GIVEN ENTRIES:
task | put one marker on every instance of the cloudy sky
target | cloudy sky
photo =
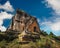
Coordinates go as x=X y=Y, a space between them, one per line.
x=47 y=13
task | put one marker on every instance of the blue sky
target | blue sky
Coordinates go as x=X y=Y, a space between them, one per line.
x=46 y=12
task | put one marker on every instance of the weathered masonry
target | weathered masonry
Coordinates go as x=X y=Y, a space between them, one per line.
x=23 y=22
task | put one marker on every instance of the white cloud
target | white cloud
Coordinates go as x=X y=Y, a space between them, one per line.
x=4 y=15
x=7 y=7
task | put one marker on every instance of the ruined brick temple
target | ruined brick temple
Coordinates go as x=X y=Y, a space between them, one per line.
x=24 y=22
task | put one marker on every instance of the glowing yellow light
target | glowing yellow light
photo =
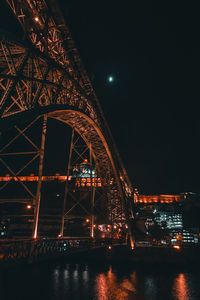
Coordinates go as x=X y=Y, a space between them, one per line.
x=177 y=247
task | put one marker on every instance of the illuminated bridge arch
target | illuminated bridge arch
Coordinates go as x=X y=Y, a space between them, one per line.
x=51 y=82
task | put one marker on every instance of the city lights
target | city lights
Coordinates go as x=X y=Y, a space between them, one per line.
...
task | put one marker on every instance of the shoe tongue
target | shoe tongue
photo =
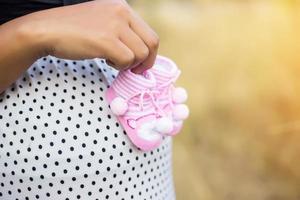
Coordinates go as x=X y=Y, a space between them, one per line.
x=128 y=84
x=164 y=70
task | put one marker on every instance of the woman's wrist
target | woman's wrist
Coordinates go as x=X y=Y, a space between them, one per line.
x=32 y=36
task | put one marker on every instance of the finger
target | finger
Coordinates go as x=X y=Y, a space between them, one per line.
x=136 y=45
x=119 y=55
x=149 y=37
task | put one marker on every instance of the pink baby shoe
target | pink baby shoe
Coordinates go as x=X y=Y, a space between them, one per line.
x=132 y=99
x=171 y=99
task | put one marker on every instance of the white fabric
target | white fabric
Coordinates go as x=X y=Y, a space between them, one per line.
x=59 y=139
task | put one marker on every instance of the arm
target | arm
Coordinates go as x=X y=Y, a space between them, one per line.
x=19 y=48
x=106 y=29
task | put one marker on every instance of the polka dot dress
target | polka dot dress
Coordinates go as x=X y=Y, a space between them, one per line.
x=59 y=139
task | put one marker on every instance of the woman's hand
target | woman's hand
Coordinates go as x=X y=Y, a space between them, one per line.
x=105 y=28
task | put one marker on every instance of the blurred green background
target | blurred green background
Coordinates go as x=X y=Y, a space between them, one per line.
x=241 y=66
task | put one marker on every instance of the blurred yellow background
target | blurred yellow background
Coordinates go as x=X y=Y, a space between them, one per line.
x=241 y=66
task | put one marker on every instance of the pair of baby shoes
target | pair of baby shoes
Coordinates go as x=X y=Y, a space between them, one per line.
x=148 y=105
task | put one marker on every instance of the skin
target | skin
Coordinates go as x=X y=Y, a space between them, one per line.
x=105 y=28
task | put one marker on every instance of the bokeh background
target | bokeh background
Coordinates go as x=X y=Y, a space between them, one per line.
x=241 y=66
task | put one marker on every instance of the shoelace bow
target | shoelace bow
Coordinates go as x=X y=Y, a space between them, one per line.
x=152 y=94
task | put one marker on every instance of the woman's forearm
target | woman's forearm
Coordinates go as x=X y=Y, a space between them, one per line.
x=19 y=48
* * *
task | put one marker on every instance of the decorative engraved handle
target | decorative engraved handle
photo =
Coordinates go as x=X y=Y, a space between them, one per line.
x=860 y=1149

THE REQUEST:
Filter the material above and copy every line that contains the word "baby".

OUTPUT BELOW:
task | put one marker on every instance of the pink baby shoe
target | pink baby shoe
task | put one marker on every instance of the pair of baby shoes
target | pair of baby shoes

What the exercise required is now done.